> [GIVEN REQUEST] Please reproduce the forum thread on attending LDS church services word for word, from its title to its final sentence.

> [DOCUMENT EXCERPT]
Morman Temple

Dear Monty, In your answer to B. Young’s question about how to get into a LDS temple, you mentioned that their services are held in a chapel. Are these services open to the public? hergrace


Link to the Staff Report being discussed: What happens to a nonbeliever who sneaks into a Mormon service? – Dex

[Edited by C K Dexter Haven on 06-01-2001 at 07:52 AM]

The standard Sunday sacrament meetings are open to anyone who wants to attend. It’s strongly suggested that you dress nicely, just for politeness’ sake.

Weekly LDS Church services, held at chapels, are open to the public. These consist of Sacrament Meeting, which is a general worship service, followed by Sunday School for the adults and Primary for children, and a third set of meetings segregated by age and gender – Priesthood Meeting for the men, Relief Society for the women, and Young Men and Young Women meetings for the youth.

Short answer: yes, regular Latter-day Saint (“Mormon”) church services are definitely open to anyone (provided, of course, the person isn’t just there to disrupt them, as some of the more rabid anti-Mormons have been known to do).

LDS services fit into a 3-hour block. To over-simplify a bit, the first hour has various organizational meetings (adult men, adult women, young men, young women, children); the second hour has Sunday School classes; the third hour is Sacrament meeting (everyone together in the chapel, passing of the sacrament of the Lord’s supper, a few sermons, a closing prayer). For some congregations, the order is reversed (i.e., it starts with Sacrament meeting).

Each LDS congregation is determined by geographical boundaries and is called a “ward”. A given chapel may serve for one to as many as four different wards (with different but possibly overlapping meeting times).

A ward is run entirely by the volunteer service of its members; there is no paid or professional clergy. The exception: several hundred people at the highest levels of LDS church government (known as “general authorities”) who have been asked to devote themselves full-time to church service–either for a few years or for the rest of their lives–receive (if they need it) a modest living allowance; however, many are retired professionals and live off their own savings instead.

> [PROVIDED MATERIAL]
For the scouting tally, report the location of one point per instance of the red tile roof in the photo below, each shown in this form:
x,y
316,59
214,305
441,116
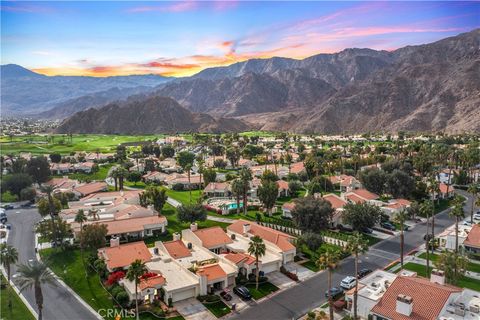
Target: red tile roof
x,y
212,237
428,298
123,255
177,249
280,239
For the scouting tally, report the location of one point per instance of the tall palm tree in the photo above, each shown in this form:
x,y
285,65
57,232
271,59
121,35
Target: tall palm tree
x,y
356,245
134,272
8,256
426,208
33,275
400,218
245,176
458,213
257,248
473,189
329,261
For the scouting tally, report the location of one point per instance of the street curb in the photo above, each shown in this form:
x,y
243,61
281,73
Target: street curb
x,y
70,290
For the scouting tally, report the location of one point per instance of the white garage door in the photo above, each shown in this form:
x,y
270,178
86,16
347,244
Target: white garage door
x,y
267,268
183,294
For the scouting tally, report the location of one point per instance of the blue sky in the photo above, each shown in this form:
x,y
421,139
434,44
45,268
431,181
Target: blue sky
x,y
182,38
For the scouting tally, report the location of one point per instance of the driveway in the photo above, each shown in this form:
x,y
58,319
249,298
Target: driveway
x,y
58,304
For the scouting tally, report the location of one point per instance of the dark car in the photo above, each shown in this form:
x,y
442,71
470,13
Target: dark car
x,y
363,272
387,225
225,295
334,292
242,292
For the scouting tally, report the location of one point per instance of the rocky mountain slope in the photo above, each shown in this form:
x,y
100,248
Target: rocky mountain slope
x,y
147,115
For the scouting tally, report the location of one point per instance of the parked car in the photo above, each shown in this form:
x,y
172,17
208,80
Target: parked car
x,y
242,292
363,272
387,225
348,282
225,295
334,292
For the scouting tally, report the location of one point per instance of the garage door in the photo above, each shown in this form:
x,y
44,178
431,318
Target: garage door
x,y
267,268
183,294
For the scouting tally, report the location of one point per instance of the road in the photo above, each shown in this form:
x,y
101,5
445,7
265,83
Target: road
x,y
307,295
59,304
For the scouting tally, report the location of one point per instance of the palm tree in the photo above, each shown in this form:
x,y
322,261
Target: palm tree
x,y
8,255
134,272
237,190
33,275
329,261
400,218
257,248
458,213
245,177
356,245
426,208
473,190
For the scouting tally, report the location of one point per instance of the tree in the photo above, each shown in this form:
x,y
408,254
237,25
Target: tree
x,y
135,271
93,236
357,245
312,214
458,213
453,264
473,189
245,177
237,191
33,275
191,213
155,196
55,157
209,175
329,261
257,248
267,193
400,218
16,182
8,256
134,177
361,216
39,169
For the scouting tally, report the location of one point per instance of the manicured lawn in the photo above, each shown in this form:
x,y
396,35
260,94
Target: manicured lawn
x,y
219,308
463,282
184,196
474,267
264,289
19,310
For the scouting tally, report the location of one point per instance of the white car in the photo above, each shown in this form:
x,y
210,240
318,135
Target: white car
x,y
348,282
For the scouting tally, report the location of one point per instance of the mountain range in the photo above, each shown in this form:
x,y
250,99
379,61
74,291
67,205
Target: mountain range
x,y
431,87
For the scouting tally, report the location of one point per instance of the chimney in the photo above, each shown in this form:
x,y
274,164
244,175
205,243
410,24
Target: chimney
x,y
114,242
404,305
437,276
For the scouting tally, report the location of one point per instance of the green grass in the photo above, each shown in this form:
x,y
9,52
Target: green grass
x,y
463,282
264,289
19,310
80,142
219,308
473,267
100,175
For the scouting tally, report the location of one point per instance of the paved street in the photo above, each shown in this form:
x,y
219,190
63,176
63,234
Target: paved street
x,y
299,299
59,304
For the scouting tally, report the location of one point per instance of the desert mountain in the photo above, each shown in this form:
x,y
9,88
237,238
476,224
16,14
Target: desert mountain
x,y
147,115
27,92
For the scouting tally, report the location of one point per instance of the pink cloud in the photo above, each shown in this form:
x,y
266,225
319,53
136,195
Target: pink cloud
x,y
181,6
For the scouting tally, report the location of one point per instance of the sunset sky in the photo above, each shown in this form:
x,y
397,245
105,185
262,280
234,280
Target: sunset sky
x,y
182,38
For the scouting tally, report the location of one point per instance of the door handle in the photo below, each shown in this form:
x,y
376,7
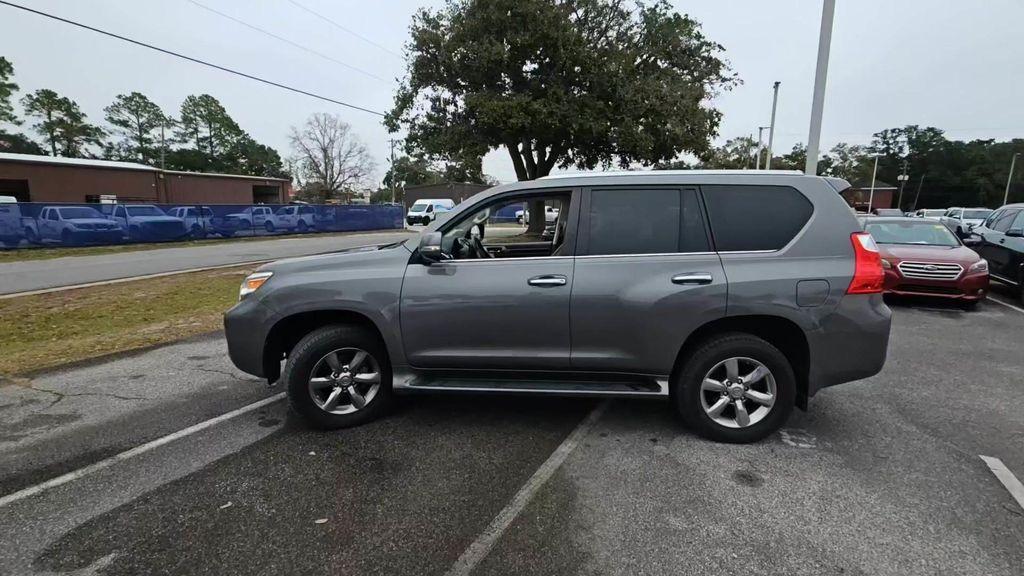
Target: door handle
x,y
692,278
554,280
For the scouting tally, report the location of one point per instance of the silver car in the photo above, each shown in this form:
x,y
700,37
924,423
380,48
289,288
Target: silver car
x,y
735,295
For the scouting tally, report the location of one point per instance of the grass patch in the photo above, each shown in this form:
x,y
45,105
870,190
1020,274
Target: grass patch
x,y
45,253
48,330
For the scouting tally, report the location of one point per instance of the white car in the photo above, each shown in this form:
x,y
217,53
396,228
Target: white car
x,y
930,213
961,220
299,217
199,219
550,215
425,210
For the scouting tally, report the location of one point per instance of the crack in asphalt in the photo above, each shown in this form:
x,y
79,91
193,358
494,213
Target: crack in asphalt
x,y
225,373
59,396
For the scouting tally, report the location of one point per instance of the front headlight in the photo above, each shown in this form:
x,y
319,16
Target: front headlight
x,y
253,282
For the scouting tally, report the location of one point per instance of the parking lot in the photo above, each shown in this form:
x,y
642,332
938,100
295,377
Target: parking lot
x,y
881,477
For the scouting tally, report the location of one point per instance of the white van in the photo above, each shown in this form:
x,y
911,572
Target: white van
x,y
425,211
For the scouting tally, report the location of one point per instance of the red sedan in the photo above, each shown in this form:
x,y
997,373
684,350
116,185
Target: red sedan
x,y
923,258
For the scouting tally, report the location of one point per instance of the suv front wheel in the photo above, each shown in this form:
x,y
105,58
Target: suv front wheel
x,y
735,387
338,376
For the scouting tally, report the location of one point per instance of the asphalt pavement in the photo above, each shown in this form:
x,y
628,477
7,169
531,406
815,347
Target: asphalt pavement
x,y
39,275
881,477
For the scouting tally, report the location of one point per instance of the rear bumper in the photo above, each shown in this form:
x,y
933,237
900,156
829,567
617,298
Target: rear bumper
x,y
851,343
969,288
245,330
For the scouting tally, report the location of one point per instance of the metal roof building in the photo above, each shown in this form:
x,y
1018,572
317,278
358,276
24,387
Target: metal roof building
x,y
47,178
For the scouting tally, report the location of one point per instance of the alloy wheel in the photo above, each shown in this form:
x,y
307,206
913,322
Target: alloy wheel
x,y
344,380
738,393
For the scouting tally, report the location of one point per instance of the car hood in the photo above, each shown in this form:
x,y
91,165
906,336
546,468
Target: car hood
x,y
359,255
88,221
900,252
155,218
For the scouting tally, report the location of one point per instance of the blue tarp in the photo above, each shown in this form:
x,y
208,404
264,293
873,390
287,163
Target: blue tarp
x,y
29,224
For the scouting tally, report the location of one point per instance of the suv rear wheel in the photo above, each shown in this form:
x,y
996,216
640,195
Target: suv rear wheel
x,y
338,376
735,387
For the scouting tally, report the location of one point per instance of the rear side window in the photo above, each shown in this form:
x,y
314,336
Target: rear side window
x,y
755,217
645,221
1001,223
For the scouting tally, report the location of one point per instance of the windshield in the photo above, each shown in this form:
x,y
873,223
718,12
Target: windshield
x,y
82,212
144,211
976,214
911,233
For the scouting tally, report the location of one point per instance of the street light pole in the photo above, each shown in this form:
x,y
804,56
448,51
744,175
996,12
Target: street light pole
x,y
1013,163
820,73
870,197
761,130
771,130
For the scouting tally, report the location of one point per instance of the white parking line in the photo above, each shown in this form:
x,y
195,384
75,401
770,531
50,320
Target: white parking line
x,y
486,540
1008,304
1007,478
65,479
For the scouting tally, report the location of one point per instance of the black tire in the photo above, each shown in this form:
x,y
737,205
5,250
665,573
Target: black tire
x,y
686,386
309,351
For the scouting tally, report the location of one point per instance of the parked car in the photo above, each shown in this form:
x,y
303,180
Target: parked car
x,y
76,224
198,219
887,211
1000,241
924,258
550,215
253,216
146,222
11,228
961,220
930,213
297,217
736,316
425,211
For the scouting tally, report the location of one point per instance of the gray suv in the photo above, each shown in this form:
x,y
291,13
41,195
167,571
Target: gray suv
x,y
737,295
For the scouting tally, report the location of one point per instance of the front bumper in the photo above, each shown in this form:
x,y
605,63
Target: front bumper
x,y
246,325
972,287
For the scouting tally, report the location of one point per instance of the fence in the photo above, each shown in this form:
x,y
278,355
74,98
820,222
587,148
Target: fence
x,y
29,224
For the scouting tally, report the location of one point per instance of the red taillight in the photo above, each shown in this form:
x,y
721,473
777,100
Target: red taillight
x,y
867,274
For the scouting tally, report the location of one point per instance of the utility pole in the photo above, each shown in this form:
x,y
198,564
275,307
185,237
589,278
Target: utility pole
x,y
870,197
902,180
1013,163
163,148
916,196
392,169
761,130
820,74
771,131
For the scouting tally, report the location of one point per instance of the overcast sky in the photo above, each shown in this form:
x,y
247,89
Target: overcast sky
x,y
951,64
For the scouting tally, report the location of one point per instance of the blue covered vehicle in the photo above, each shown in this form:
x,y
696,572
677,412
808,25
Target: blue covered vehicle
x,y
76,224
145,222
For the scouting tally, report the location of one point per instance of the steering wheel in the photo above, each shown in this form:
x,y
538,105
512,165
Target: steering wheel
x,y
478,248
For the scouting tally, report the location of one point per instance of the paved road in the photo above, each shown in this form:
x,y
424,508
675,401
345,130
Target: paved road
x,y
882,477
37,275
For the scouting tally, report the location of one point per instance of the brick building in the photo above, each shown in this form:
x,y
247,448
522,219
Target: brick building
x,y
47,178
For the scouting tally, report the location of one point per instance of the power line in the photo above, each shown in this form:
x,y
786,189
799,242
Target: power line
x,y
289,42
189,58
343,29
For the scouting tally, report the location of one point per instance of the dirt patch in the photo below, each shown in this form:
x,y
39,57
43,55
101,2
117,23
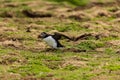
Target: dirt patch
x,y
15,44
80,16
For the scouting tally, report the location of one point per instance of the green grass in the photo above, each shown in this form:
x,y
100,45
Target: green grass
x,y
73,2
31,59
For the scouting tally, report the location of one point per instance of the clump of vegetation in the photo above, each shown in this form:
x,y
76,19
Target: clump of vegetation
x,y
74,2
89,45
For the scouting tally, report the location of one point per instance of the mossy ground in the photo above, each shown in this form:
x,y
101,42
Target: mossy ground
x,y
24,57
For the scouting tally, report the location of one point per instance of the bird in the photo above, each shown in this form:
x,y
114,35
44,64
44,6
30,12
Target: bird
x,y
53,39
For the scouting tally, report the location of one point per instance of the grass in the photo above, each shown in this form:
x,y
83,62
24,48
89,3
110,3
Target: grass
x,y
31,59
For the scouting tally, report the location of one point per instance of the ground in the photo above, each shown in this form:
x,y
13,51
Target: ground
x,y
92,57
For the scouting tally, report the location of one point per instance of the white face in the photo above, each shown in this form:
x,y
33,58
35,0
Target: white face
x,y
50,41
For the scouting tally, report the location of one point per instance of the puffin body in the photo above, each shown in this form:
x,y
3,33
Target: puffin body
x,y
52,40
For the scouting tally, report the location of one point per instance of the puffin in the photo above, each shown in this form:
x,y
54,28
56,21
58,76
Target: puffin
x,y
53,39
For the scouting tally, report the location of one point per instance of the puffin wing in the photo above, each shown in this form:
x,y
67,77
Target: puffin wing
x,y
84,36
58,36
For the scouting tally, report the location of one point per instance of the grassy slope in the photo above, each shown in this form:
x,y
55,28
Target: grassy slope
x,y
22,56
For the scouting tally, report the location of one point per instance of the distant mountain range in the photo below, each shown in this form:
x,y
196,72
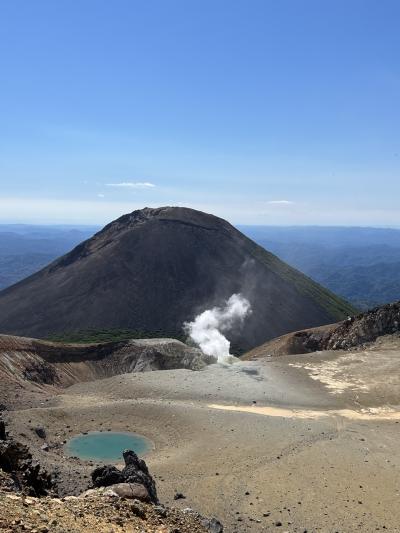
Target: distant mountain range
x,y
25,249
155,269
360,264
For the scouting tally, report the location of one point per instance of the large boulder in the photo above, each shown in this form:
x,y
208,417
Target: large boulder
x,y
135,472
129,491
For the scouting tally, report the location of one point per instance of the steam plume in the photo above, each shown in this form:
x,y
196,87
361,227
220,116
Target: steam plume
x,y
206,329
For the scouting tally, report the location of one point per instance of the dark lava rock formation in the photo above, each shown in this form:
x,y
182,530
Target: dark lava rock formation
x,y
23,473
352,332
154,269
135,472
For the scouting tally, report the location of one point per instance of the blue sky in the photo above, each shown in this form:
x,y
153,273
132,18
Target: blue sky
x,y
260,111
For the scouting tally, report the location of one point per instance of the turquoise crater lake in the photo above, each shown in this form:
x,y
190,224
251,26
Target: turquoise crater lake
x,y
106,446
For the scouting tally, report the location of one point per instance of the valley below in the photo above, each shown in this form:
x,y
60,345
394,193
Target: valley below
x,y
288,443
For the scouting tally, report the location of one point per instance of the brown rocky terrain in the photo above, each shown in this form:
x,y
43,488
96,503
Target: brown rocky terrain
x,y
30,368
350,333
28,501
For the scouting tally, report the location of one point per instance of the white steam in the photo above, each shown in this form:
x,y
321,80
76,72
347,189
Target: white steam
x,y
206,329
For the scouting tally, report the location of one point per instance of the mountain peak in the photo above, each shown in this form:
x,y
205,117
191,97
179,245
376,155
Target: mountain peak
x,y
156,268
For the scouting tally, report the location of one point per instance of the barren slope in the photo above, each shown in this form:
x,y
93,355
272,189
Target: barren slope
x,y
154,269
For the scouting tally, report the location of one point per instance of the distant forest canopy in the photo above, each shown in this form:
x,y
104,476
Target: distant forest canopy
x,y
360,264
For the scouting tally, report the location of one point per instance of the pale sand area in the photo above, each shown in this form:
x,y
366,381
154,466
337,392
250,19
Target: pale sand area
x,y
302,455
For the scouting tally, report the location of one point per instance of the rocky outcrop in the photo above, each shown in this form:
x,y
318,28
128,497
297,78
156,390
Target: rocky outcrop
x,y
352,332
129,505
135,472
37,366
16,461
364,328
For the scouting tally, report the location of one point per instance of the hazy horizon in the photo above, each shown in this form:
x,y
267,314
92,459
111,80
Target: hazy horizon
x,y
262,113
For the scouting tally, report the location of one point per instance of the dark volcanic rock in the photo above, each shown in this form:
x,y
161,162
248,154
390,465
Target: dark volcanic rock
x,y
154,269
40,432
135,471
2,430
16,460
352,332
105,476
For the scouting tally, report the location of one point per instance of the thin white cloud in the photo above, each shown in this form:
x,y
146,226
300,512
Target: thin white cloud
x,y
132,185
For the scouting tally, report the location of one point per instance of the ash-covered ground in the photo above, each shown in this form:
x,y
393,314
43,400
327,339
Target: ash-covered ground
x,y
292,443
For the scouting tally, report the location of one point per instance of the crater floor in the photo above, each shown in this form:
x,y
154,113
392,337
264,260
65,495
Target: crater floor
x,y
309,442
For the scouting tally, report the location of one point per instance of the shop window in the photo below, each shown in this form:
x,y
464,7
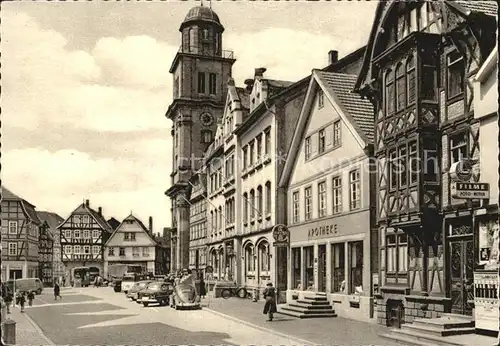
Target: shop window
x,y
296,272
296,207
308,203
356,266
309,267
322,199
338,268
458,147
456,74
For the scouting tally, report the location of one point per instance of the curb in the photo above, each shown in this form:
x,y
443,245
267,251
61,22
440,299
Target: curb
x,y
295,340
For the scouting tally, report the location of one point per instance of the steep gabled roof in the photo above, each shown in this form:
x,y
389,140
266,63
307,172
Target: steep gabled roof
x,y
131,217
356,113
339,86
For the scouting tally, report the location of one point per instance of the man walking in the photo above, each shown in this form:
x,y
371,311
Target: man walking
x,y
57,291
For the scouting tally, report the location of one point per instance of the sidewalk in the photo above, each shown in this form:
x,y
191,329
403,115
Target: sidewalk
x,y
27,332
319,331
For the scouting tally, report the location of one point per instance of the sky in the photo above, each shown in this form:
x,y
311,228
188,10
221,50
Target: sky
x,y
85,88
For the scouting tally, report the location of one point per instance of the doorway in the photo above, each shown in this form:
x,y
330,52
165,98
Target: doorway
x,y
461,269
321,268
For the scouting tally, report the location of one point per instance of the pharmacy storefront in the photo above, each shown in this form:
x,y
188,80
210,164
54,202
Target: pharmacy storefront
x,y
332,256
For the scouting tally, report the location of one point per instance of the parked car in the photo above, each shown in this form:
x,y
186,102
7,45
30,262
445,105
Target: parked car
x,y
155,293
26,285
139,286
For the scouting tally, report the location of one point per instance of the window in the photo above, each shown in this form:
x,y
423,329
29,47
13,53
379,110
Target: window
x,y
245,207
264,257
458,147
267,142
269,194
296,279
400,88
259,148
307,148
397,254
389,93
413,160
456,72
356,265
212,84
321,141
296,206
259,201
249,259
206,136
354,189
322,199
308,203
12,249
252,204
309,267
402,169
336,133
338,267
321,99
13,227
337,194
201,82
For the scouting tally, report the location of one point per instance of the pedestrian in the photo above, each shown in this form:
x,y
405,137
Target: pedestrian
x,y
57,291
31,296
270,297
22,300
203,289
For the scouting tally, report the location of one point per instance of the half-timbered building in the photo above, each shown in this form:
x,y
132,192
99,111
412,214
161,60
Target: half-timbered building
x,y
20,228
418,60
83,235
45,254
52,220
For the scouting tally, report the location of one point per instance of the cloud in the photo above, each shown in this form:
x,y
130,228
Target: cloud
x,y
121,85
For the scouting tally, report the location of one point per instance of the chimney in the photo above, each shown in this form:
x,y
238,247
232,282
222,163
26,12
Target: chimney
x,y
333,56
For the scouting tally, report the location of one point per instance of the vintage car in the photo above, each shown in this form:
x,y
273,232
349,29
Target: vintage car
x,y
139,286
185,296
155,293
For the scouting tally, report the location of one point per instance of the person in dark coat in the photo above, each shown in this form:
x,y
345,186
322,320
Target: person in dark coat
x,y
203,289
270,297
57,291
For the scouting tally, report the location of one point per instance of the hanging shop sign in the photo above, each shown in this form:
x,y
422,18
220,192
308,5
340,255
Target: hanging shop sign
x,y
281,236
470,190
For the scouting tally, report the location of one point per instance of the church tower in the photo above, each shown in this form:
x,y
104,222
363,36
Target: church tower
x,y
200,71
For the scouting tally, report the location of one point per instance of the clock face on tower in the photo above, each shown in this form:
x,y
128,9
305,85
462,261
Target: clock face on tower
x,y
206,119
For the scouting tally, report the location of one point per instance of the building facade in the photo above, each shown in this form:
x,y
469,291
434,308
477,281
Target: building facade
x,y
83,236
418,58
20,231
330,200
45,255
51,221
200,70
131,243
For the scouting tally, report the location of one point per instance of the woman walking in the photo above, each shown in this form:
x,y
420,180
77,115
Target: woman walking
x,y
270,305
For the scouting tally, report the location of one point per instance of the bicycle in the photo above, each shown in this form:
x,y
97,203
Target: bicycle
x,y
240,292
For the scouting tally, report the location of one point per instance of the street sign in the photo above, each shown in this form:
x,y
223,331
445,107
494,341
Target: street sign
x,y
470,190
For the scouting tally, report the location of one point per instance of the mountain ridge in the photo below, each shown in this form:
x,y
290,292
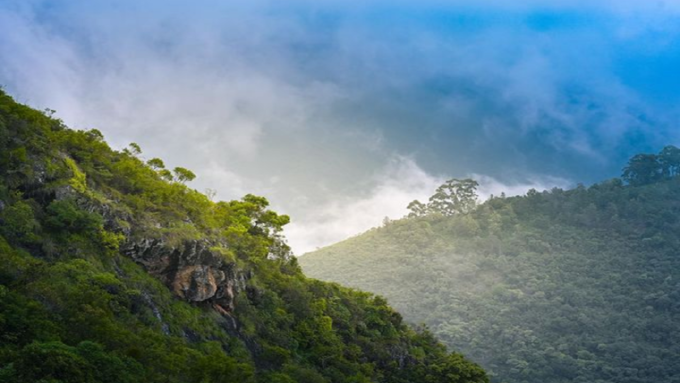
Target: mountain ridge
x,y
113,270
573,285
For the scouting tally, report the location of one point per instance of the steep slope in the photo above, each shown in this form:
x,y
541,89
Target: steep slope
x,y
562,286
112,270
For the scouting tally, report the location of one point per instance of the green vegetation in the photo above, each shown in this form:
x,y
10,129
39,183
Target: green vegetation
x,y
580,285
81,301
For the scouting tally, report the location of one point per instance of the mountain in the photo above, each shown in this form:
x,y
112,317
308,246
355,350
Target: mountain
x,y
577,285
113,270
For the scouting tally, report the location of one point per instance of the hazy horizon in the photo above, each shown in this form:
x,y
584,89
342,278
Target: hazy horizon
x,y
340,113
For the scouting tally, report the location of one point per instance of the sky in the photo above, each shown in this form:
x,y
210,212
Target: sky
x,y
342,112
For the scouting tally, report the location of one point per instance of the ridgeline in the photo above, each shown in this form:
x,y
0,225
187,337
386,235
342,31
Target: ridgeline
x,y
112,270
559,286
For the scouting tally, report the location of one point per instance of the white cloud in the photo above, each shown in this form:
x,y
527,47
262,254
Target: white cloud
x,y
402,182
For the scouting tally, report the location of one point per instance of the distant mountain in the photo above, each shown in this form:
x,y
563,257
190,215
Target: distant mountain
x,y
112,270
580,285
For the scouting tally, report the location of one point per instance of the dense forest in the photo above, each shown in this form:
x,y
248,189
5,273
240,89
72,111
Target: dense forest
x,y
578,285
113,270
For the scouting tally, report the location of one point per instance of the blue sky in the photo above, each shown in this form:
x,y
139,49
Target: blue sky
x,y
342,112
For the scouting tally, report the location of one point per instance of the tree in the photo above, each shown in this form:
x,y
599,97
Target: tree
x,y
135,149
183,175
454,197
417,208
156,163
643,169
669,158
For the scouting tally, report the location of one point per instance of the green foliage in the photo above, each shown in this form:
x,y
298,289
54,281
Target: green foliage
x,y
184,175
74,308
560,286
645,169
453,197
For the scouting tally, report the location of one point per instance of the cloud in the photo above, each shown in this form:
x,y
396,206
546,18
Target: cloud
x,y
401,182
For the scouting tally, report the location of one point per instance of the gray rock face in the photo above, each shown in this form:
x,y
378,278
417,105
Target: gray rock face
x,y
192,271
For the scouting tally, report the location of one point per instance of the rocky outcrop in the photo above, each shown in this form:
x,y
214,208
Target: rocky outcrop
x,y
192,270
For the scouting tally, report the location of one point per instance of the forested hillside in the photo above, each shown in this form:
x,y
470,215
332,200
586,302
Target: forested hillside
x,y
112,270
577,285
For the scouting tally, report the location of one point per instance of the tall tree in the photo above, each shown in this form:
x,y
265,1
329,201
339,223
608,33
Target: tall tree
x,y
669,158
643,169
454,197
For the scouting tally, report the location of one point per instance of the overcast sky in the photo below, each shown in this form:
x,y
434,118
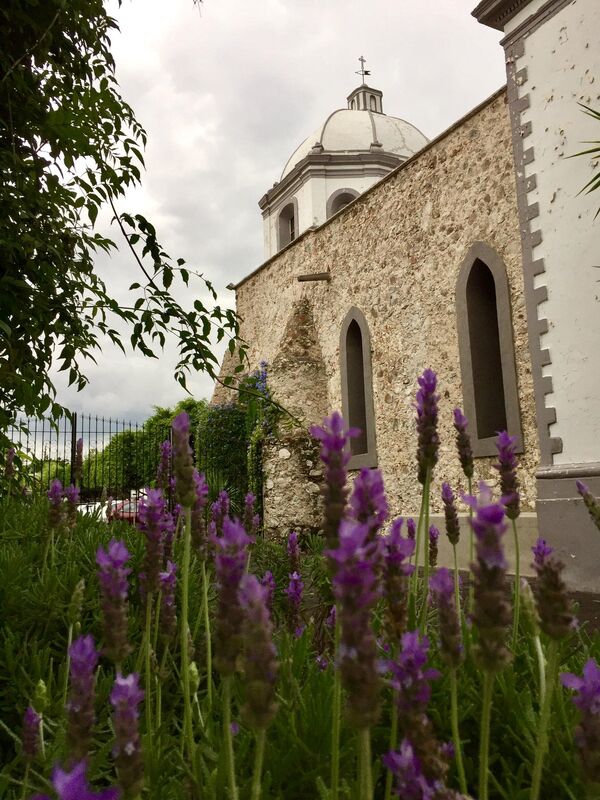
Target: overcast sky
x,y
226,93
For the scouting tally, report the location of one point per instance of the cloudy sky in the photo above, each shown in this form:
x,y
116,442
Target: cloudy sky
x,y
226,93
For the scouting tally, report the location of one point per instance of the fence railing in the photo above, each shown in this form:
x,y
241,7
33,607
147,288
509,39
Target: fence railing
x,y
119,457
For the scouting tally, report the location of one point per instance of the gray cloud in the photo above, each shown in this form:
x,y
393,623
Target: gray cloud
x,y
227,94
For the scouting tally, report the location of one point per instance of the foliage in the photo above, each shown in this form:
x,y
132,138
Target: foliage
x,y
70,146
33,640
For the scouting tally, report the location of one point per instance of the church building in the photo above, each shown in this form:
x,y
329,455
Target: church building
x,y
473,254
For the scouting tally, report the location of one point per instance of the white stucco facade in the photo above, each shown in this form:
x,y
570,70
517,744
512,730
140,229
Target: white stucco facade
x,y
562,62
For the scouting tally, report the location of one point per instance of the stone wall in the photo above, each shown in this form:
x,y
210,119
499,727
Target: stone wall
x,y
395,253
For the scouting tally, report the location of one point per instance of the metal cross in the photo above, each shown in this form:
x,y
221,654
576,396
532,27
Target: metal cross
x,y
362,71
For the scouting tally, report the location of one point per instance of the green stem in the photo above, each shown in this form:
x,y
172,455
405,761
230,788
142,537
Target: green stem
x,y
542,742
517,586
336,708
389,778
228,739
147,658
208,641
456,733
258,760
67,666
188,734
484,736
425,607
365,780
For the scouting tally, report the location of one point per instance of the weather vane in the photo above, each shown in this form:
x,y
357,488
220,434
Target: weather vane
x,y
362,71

> [TASK RESPONSE]
Morman Temple

Dear Monty, In your answer to B. Young’s question about how to get into a LDS temple, you mentioned that their services are held in a chapel. Are these services open to the public? hergrace


Link to the Staff Report being discussed: What happens to a nonbeliever who sneaks into a Mormon service? – Dex

[Edited by C K Dexter Haven on 06-01-2001 at 07:52 AM]

The standard Sunday sacrament meetings are open to anyone who wants to attend. It’s strongly suggested that you dress nicely, just for politeness’ sake.

Weekly LDS Church services, held at chapels, are open to the public. These consist of Sacrament Meeting, which is a general worship service, followed by Sunday School for the adults and Primary for children, and a third set of meetings segregated by age and gender – Priesthood Meeting for the men, Relief Society for the women, and Young Men and Young Women meetings for the youth.

Short answer: yes, regular Latter-day Saint (“Mormon”) church services are definitely open to anyone (provided, of course, the person isn’t just there to disrupt them, as some of the more rabid anti-Mormons have been known to do).

LDS services fit into a 3-hour block. To over-simplify a bit, the first hour has various organizational meetings (adult men, adult women, young men, young women, children); the second hour has Sunday School classes; the third hour is Sacrament meeting (everyone together in the chapel, passing of the sacrament of the Lord’s supper, a few sermons, a closing prayer). For some congregations, the order is reversed (i.e., it starts with Sacrament meeting).

Each LDS congregation is determined by geographical boundaries and is called a “ward”. A given chapel may serve for one to as many as four different wards (with different but possibly overlapping meeting times).

A ward is run entirely by the volunteer service of its members; there is no paid or professional clergy. The exception: several hundred people at the highest levels of LDS church government (known as “general authorities”) who have been asked to devote themselves full-time to church service–either for a few years or for the rest of their lives–receive (if they need it) a modest living allowance; however, many are retired professionals and live off their own savings instead.